> [Problem details] Go through the data below and return each line where the string "formatted" occurs.

> [Task inputs]
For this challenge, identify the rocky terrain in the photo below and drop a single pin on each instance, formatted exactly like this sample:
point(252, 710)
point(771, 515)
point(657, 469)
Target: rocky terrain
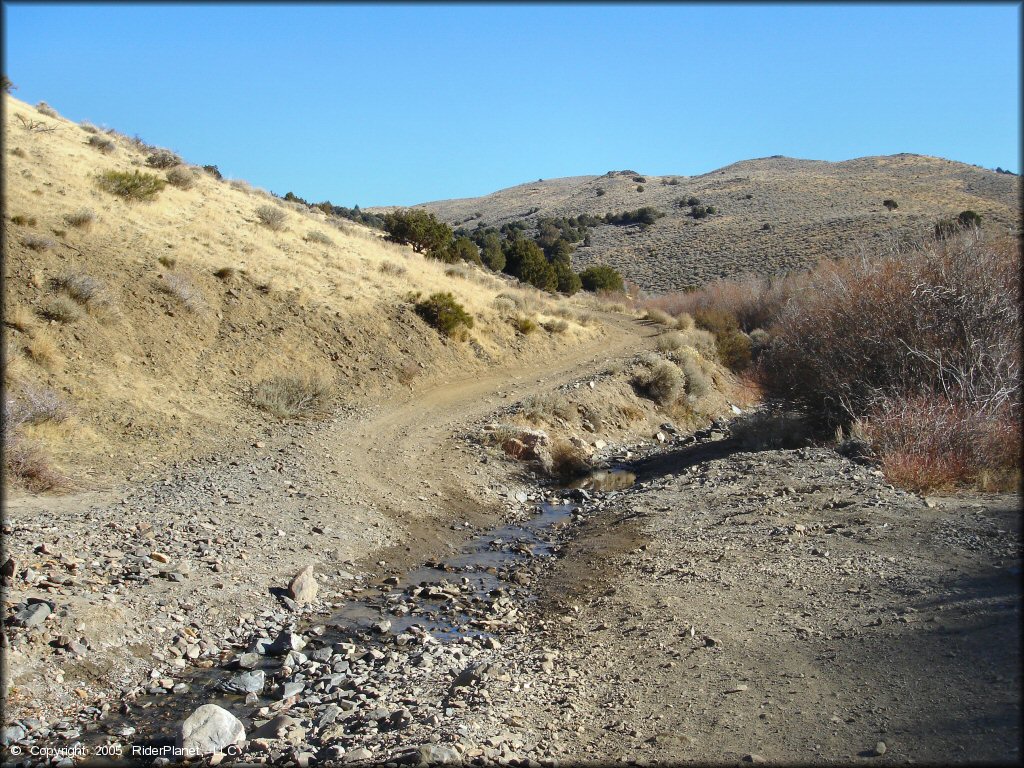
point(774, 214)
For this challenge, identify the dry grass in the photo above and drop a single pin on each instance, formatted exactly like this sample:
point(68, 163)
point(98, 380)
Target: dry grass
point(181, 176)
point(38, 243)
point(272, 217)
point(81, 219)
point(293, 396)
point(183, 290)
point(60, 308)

---

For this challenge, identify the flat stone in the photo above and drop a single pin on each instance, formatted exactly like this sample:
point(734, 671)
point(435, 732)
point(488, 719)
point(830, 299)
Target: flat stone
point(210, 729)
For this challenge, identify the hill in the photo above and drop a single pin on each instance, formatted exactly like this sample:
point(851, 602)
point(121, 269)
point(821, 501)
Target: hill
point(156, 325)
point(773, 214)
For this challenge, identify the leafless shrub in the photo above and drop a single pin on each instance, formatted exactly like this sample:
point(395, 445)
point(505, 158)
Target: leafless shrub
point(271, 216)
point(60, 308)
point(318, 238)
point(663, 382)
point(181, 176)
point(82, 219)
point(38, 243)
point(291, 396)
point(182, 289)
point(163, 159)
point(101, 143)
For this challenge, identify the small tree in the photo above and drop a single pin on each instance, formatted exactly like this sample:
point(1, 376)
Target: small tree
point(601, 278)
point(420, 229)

> [Task result]
For this challenge, identify the rocky terrain in the photo below and drop a single pin on each instance, formatted exactly like this sample:
For this challenge, identify the dry grass in the photo above and drop a single pin on each instance, formatted exactly like this sample:
For this challenge, identify the flat stone in the photo above and drop a single pin on each instance, formatted exactly like this sample:
For this challenge, identify the hill in the photo above and drop a single pin on each instance, formatted exactly like this sample:
For this challenge, identify the leafless shrub in the photo above and drop a single pin on each instance, formatted exactly like this sample:
For this challenge, identify the small tree in the photo above and drop a single pin on each instance, formatted exactly like this sample:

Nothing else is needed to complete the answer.